* **TEXT**

--

Even the great Harper Lee, whose book “To Kill a Mockingbird” was an award-winning classic that sustained her entire career on only one novel, sucked at first. When she sent in the book that would become TKAM, it wasn’t ready for publication at all. It had a spark of genius, but it was mired in just enough suckatude to throw the brakes on the whole thing until they could fix it.

You didn’t get to see that part. You didn’t get to see the long hours of sitting in front of a typewriter, toiling over each word choice. You didn’t get to see the back and forth with the editors, where Ms. Lee worked over the period of two years to turn that sow's ear into a silk purse. All you see is the polished, award-winning classic sitting on the bookshelf. Every word she wrote was not, as it turns out, pure gold, and she needed a little help from other people to learn how to shake off the suckatude.

As we all do.

Every new writer will ultimately face this. You’re going to suck. I sucked. Stephen King sucked. Harper Lee sucked. We all had to start somewhere in order to learn how not to suck.

Since everyone assumes that anything written in 30 days must suck by default, I say use Nanowrimo as your excuse to suck… with style.



Since you can't avoid it, you might as well learn to embrace the suckatude. Go into each writing session knowing that you might suck that day, but that’s okay. If you keep at it, day by day, word by word, you’re going to suck a little less by month’s end, simply because you’re working out that muscle.

Not every word you write will drip with honey. My typical book runs anywhere from 80,000 – 100,000 words, and of those words, there are probably ten to twenty really great passages, the kind that are so good they actually make me question whether I could have written them. When I edit the work, however, I’m ready to throw about 70% of it back, endlessly tweaking and fidgeting to get it just so.



In fact, much of your output will frustrate you. It is not an easy thing to arrange words on a page. Often they will feel inadequate in the sheer scope of what you're trying to do. Writing a book is hard. Anyone who tells you otherwise most likely hasn’t written one, particularly one that doesn’t suck. (Because that's even harder.)

Writing anything is hard, short format, long format, doesn’t matter. Every word you cast onto the page is like a piece of spaghetti flung on a wall. You never know what is going to stick until it does. It is a learning experience as you struggle to find “the right” word, or the right combination of words. You’ll find yourself scowling every single time you write the word “said,” because it won’t properly convey the emotion of the scene, which you feel should be transcribed to the letter. You’ll refer to your thesaurus more than once, to find a prettier word, a more writer-y word, to say what you want to say with style, ultimately exhausting every synonym for said in the space of a chapter. You’ll stare at a paragraph for an hour, thinking it’s clunky and confusing, but unsure how to whittle it down into something more succinct and concise. You’ll change sentence order, you’ll fiddle with sentence structure; you’ll delete words and insert words, only to wipe away the whole passage entirely in a fit of impotent despair.

--

* **INFORMATION SUPPLIED**

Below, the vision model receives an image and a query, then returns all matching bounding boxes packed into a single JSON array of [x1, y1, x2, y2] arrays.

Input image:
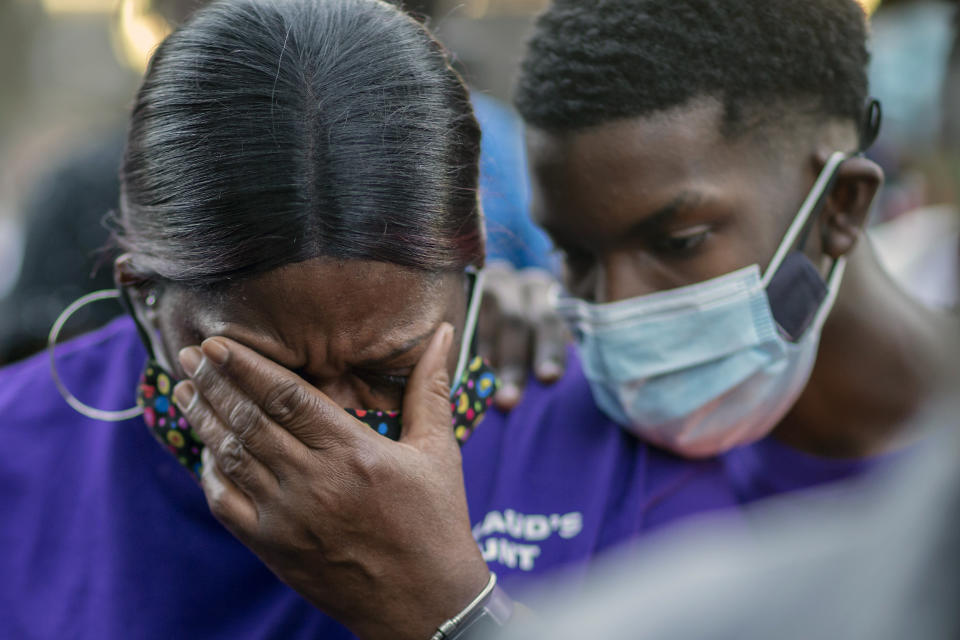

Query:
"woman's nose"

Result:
[[593, 252, 657, 303]]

--

* **AIM 1**
Translate this sentence from the essay on learning to write into Spanish: "It is not an easy thing to arrange words on a page."
* **AIM 2**
Rewrite the part of the essay on learning to write that opens with the words containing "As we all do." and closes with "not to suck.", putting "Mark Twain" in place of "Stephen King".
* **AIM 3**
According to the essay on learning to write, how many words does the author's typical book run?

* **COMPLETE OUTPUT 1**
No es nada fácil ordenar palabras en una página.

* **COMPLETE OUTPUT 2**
As we all do.

Every new writer will ultimately face this. You’re going to suck. I sucked. Mark Twain sucked. Harper Lee sucked. We all had to start somewhere in order to learn how not to suck.

* **COMPLETE OUTPUT 3**
Anywhere from 80,000 to 100,000 words.